§ **WHAT IS BEING ASKED**: Each line below should be retyped exactly, with no pictures.

---- DATA FOR THIS TASK

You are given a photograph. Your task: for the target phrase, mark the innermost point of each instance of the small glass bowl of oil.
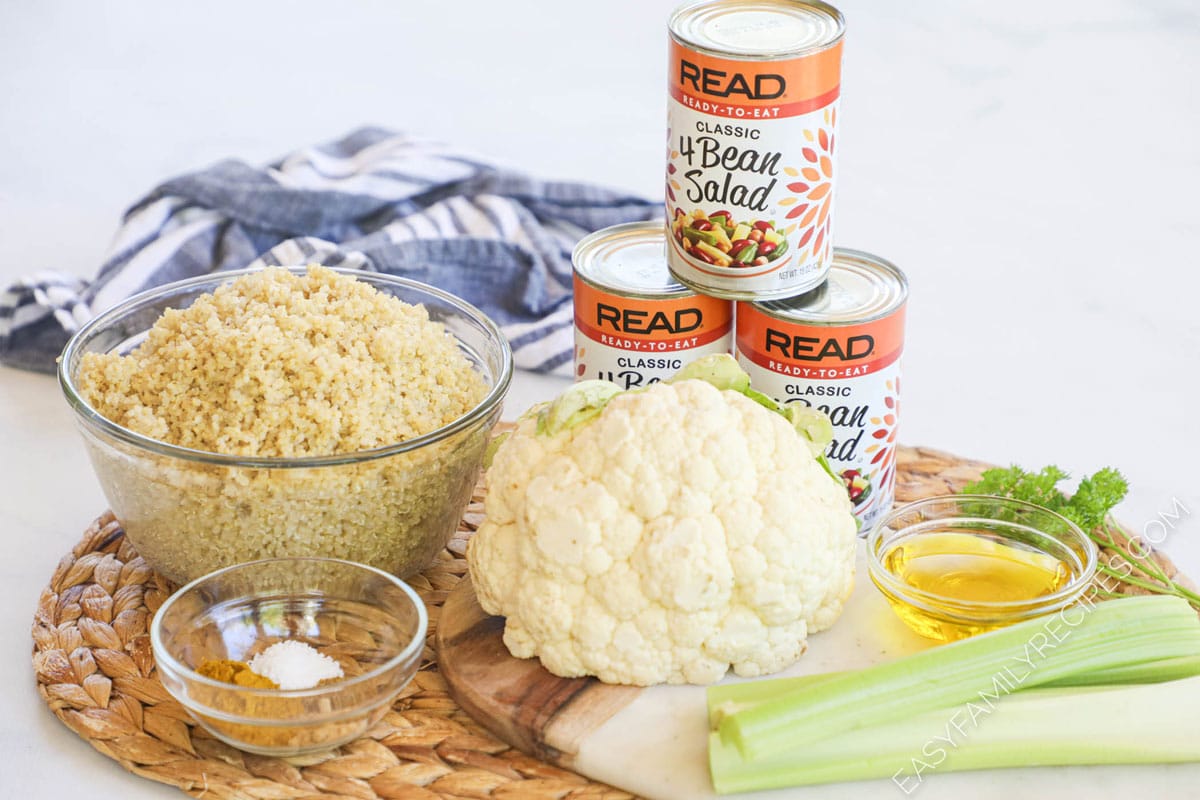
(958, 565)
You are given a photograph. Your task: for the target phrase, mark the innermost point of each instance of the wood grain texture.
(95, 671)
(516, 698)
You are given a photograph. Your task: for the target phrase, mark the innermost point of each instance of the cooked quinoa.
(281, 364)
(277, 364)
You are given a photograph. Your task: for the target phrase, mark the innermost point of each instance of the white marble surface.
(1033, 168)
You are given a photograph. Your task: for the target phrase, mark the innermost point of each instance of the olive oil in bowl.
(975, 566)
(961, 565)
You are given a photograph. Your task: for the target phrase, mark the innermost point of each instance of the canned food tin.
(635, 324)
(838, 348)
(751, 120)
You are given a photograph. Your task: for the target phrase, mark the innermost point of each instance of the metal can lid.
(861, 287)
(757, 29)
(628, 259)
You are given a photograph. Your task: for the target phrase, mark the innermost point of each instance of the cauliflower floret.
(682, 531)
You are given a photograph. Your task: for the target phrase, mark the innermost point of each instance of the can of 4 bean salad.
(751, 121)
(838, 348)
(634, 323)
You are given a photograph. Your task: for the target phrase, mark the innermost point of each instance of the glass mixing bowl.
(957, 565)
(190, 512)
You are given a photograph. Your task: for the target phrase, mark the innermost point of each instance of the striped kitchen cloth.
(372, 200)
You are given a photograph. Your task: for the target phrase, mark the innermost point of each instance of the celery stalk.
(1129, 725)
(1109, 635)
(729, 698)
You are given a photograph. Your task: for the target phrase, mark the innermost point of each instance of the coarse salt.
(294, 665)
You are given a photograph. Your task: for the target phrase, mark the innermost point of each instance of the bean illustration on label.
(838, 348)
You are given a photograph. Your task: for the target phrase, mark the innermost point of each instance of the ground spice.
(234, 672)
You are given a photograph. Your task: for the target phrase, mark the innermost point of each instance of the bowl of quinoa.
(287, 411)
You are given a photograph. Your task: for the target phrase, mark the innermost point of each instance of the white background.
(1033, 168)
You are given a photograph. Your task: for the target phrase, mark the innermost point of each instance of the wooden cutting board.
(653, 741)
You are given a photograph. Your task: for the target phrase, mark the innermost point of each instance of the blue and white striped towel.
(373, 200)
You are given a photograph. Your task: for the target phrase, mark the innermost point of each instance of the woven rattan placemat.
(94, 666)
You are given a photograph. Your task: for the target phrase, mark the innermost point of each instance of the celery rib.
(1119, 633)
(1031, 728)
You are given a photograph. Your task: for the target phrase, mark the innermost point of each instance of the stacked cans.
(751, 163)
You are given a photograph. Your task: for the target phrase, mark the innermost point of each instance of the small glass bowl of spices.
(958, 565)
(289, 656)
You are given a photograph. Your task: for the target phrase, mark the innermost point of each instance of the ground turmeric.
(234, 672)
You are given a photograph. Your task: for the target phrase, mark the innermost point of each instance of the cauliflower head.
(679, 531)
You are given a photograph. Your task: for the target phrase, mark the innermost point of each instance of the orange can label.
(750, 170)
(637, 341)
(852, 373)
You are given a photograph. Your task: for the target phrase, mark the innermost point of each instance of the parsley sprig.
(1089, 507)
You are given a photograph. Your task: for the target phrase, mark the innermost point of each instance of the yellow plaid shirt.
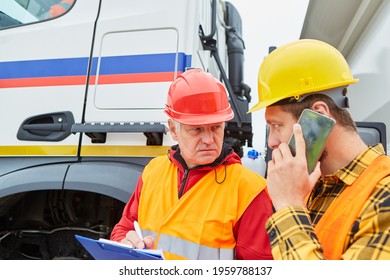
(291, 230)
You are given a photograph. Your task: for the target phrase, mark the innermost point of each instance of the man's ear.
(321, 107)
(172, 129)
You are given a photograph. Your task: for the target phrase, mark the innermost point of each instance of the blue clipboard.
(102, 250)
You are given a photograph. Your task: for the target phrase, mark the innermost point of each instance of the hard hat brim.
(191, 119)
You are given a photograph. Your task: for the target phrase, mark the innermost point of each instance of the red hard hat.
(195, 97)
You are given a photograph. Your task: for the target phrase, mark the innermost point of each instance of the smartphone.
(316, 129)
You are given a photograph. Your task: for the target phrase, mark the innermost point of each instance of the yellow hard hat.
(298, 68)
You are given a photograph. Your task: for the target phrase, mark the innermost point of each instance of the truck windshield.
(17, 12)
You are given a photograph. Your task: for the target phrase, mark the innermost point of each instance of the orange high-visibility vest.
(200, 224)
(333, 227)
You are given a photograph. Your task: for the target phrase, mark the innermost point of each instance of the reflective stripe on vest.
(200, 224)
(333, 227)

--------

§ **ANSWER TO THIS PROBLEM**:
You are given a photograph. Your task: for the target phrase, mark the innermost point of each instance of the small glass bowl of oil.
(958, 565)
You are given a photograph. Your task: for the target phrase, mark the innermost point of each instance of the wood grain texture.
(95, 671)
(516, 698)
You are given a photograph. Your task: for the target phrase, mark the innermost point of each instance of the cooked quinoa.
(281, 364)
(277, 364)
You are given a photograph. Your task: for the target phrase, mark the innermost point of each instance of the white marble surface.
(1033, 168)
You are given a photograph. Your task: for the target phrase, mark the innermost point of each instance of the olive oil in bowl.
(975, 566)
(961, 565)
You are given a photograph. Your task: for the target phrase, mark the innermost point of each instance of the canned food tin.
(635, 324)
(838, 348)
(751, 120)
You are given a photograph. Your task: for the target phrase, mark the innermost point of each instance of the metal can lid.
(861, 287)
(757, 29)
(628, 259)
You are given a photograph. Your task: for the target phrase, mark the innermost point of each instance of the cauliflower floret.
(682, 531)
You are given a photograph. Your task: for the target phrase, mark the innermost point of each instance of the can of 4 bean salad.
(751, 121)
(838, 348)
(634, 323)
You are given a photograph. Your task: for the target phrase, mark the innermost point of each instance of the glass mixing bowl.
(957, 565)
(190, 512)
You are given a photograph. Your task: for the target phrase, mark the innermost point of each instance of the striped kitchen cloth.
(372, 200)
You are given a photograph. Your task: for the target phrase, mark the innermost point of each instance of the celery stalk.
(1129, 725)
(1109, 635)
(729, 698)
You are given a photograph. Your task: for the target phrase, mark the innermost point of each instance of the coarse salt.
(294, 665)
You are given a photograph. Your task: for the target phrase, mark the innermost point of each instance of the bean illustration on label.
(838, 348)
You are given a photograph. Your task: for the target phrase, mark the innermost point of each instance of the ground spice.
(234, 672)
You are given a photograph. Your task: for the target phrase, mark the innermost point of each instance of the bowl of quinoa.
(287, 411)
You are given a photograph. Your task: for the target phrase, mark the innermost point of each instance of the white background.
(1033, 168)
You are given a photograph. Your task: for the target phrase, mark the innermost point of each instance of the wooden cutting board.
(653, 741)
You are given a photograph. Your task: for the target phrase, mark the innermost point of each instance of the blue and white striped towel.
(373, 200)
You are given a photograph. Your task: for the target phrase, mark the innermost point of each instance of the woven rattan placemat.
(94, 666)
You are given a photograph. Your task: for the target phrase, mark the innermost point of each instance of the celery rib.
(1119, 633)
(1031, 728)
You are given a photograph. Your task: for the target phrase, mark the innermost point of each instance of the stacked cans.
(751, 163)
You are given a photograph. Your task: for the target phrase, mark the innermost point of each instance of the small glass bowl of spices.
(958, 565)
(289, 656)
You are given a photograph. Your task: for the target phrase, mark the innermost point of each instance of the ground turmeric.
(234, 672)
You are given a photograph. Your task: for the target phrase, mark the innermost point of each instance of the cauliflower head.
(679, 531)
You are given a photograph. Your task: for the target phrase, mark the innermost point of each instance of the orange can label.
(750, 170)
(637, 341)
(852, 373)
You are given a photograph. Your task: for the target phrase, mark the innermost point of each instance of the parsley sprig.
(1089, 507)
You are given a photograph. Your task: for the target phrase, mark the innermost point of each instance of the yellow plaid shirt.
(291, 230)
You are given a photograph. Your task: for the target phrase, mark the innermost point of each instance of the man's ear.
(321, 107)
(172, 129)
You are given a photograph. Your task: for the target phrase, mark the innermost point of each instance of the blue clipboard.
(102, 250)
You are given a photograph. Your task: for the target phrase, mark the innermost point of each instance of the hard hat brim.
(191, 119)
You are given a photograph. Your task: for the target phrase, mark the innermost point of each instance of the red hard hat.
(195, 97)
You are given a photograph. Your task: for the target phrase, mark the innermost point of each instance of the smartphone.
(316, 129)
You are given a photograph. Your task: for the target phrase, mark the innermost point of each instance of the yellow hard hat.
(298, 68)
You are given a photograph. Your task: for the target phrase, mark the innermost point of each instance of the truck windshield.
(17, 12)
You are given a photograph. Your task: for the target phrase, mark the innermost point of each instance of the orange high-visibility vest.
(200, 224)
(333, 227)
You are given a photograph. Your task: for the target phrase, mark the innermost point of each instance of the reflective stripe on vest.
(200, 224)
(333, 227)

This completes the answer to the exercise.